▶ REQUIREMENT:
Whenever the word "positive" shows up in a line of the data, copy that line.

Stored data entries
+++

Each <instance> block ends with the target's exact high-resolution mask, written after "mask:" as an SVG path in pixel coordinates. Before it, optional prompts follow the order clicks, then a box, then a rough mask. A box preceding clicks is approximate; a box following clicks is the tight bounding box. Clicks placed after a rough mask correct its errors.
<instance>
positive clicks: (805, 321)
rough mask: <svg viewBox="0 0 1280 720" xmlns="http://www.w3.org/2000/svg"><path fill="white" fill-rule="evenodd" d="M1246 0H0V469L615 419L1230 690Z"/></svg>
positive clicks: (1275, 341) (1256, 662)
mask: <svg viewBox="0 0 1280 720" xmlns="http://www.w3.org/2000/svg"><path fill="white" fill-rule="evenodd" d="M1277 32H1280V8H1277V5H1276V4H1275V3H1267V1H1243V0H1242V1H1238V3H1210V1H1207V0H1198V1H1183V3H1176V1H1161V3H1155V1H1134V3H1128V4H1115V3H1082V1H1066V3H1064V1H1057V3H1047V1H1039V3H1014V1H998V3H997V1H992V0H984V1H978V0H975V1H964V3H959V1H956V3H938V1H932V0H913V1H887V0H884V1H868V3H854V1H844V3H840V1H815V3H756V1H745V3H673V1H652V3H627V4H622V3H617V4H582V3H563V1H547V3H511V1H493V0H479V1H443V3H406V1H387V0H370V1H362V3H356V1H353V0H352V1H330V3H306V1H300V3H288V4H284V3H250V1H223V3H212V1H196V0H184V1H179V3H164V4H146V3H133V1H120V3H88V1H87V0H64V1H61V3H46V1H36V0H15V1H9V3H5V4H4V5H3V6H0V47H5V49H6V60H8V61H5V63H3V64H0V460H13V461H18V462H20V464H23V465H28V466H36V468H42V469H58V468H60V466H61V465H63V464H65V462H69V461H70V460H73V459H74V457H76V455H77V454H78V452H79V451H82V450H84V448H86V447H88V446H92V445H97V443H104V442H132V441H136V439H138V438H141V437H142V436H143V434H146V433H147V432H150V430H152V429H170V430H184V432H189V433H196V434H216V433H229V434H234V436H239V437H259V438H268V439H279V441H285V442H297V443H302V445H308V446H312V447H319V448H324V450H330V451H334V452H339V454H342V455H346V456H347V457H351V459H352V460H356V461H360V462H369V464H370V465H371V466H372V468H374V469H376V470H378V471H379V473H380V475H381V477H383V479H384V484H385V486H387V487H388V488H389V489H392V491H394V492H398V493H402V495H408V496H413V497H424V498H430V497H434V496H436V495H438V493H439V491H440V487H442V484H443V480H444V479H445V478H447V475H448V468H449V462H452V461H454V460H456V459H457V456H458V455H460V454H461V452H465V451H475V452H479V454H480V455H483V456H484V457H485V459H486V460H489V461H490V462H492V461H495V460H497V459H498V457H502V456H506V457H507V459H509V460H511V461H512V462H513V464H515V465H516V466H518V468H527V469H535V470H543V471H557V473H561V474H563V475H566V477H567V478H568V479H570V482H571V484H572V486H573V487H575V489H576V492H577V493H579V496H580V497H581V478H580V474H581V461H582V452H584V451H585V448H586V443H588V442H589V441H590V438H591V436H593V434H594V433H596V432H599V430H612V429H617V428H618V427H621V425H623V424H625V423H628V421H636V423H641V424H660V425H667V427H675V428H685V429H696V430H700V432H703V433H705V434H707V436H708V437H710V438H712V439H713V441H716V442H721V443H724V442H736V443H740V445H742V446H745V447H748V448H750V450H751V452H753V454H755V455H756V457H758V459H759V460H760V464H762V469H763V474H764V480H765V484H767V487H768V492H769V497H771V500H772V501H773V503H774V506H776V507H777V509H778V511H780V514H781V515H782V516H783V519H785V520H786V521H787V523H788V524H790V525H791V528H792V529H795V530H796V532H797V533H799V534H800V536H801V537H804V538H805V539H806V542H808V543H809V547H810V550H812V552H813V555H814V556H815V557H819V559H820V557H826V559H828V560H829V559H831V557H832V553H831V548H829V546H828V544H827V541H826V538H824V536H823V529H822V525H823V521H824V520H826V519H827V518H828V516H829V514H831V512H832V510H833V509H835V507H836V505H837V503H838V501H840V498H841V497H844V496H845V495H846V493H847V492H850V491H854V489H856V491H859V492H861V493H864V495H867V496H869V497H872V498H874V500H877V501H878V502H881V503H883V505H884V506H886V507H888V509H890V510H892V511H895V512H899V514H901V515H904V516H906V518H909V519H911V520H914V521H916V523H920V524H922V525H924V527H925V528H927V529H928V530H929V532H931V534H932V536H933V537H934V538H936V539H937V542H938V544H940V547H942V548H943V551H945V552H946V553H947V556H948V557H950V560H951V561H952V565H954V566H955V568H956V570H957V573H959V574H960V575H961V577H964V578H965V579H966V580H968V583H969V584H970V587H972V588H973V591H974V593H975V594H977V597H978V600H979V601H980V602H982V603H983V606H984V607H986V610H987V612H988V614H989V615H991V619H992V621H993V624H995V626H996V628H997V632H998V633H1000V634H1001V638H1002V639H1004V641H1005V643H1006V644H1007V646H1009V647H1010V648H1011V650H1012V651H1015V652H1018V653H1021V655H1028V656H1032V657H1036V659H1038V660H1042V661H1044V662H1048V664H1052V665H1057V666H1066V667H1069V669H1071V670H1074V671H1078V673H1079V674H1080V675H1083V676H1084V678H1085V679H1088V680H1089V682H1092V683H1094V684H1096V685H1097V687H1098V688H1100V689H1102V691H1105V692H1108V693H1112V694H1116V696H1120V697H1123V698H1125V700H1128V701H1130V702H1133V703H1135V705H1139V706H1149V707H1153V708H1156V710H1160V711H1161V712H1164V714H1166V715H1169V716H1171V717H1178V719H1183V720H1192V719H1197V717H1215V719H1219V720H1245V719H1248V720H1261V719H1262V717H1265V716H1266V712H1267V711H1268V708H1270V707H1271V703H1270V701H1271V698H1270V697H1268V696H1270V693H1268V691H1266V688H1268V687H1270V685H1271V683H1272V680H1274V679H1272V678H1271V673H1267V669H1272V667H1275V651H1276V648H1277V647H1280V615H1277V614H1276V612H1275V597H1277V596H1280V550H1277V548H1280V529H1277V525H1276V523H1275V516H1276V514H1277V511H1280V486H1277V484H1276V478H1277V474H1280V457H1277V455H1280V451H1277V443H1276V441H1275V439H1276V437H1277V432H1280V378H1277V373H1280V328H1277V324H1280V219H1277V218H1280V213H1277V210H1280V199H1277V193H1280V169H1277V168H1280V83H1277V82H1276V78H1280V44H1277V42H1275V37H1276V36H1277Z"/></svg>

+++

▶ TASK ANSWER:
positive clicks: (805, 321)
positive clicks: (1275, 341) (1256, 662)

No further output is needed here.